TEXT PROVIDED:
* START *

We got up early, grabbed breakfast and started the 45-minute drive up Hyde Park Road.   The trail head for Winsor Trail (#254) is at the upper parking lot of Ski Santa Fe (google map).   We took advantage of the last toilet we would see for a few days, and then shouldered our heavy packs.   The trail doesn’t waste anytime; it is steep right off the trailhead.  You climb 600 feet in the first .5 miles of the trail.  You will give most of this back over the next couple of miles.  At around ½ mile in you hit the boundary of the Pecos Wilderness.  We stopped here to sign in.  After entering the wilderness you drop downhill to the Rio Nambe.  I hate loosing elevation close to a trailhead because you know you will have to climb back out when you are tired.  2.4 miles after leaving the trailhead you will hit the intersection with trail Upper Nambe Trail (#101).  This trail serves as a shortcut, and is the most direct route to La Vega.  The trail gently looses elevation and eventually meets up with the Rio Nambe.   You cross the Rio Nambe via a log bridge. This spring had unusually low runoff.  I would bet this crossing could be problematic this time of year.  At around 3 miles we hit the Rio Nambe Trail #160.  (This trail also intersects Winsor trail).  Not to long after joining 160 you will come to a little hill and a clearing in the trees.  As the trail breaks through the trees you are treated to a beautiful view of La Vega Meadow.

* END *

DATA ROWS:
* START *

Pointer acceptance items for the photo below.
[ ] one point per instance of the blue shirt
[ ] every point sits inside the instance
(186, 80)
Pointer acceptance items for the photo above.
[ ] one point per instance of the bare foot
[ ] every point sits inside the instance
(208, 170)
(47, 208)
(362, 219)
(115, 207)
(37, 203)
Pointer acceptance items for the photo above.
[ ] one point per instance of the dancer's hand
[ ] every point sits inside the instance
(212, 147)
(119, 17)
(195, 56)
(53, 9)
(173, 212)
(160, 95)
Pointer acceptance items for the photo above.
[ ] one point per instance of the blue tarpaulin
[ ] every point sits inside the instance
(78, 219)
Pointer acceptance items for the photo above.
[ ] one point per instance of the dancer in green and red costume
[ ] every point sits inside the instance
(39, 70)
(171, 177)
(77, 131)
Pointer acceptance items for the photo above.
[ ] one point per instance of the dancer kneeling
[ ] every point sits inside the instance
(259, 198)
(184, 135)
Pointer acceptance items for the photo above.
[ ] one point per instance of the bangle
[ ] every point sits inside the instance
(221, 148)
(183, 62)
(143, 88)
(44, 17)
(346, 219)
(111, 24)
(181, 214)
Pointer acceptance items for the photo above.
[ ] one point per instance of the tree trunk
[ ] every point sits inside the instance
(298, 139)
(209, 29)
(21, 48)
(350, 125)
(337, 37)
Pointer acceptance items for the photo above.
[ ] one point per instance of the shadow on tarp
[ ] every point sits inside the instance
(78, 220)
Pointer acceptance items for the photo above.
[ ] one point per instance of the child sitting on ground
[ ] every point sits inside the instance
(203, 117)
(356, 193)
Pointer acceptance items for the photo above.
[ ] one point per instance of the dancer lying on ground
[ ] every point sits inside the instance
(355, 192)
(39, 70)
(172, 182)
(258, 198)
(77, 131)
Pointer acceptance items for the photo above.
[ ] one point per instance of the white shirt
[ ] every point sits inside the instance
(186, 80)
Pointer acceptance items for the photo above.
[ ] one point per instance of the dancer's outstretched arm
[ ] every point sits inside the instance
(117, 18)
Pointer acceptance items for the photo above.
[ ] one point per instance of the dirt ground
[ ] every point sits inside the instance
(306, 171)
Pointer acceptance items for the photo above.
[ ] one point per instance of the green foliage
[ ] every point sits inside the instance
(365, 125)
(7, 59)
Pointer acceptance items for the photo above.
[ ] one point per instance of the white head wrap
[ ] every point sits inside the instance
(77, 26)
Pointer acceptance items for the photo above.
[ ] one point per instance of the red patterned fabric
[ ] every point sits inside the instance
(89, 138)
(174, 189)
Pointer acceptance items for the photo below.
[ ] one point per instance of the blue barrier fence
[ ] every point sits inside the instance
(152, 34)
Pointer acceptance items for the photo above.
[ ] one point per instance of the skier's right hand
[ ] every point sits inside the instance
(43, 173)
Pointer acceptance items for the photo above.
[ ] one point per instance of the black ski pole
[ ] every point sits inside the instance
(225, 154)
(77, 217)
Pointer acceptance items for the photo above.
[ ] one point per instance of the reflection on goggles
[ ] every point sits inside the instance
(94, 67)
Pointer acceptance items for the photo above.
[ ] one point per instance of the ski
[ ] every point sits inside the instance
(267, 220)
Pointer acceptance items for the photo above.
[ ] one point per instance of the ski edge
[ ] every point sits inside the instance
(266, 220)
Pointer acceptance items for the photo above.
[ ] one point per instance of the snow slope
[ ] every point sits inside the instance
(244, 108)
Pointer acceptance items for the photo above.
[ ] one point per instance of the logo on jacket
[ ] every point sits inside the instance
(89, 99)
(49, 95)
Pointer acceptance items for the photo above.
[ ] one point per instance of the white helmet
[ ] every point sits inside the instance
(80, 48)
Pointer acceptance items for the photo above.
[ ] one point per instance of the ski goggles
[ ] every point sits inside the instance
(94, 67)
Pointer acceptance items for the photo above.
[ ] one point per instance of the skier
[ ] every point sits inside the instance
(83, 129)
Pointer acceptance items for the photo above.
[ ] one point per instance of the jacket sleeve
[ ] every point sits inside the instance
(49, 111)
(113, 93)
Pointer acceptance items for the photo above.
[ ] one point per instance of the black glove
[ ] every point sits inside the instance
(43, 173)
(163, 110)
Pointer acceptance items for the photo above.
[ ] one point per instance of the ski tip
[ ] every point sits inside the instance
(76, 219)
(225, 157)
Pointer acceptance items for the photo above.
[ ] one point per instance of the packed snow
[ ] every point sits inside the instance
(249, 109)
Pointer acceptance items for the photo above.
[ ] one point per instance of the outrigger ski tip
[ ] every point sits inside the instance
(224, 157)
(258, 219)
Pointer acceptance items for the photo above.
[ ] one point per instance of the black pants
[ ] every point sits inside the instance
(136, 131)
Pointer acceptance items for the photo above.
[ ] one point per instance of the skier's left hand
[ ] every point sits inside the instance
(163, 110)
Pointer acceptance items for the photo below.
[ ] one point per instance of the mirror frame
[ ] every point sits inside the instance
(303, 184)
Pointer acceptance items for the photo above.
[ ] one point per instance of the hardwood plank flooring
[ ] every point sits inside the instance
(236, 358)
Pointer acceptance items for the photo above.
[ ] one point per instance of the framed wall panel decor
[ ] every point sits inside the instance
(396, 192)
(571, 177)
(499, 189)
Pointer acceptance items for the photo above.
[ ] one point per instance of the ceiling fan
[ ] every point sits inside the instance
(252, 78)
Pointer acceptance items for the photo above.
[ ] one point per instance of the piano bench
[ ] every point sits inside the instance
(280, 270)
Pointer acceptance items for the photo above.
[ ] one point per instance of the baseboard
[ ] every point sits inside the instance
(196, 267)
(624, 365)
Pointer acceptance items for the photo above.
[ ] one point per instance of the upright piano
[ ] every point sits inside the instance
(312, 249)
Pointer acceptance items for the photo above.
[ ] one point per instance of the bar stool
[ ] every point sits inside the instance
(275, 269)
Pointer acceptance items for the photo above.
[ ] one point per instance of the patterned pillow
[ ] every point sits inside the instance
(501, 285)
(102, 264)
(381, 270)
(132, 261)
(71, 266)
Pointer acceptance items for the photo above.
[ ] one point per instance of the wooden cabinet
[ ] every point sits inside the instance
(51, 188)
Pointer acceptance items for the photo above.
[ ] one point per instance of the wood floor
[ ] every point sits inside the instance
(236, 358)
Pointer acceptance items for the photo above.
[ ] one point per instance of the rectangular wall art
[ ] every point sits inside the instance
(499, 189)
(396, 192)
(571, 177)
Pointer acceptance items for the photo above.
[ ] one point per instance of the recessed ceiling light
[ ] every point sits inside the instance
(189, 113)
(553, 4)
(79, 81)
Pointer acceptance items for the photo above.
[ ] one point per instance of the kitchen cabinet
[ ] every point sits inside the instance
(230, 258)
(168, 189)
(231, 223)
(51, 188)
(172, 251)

* END *

WHAT TO DO: Please list every numbered trail the hiking account mentions, along with its number. The records have no connection to the hiking account.

TASK OUTPUT:
- Winsor Trail (#254)
- Upper Nambe Trail (#101)
- Rio Nambe Trail (#160)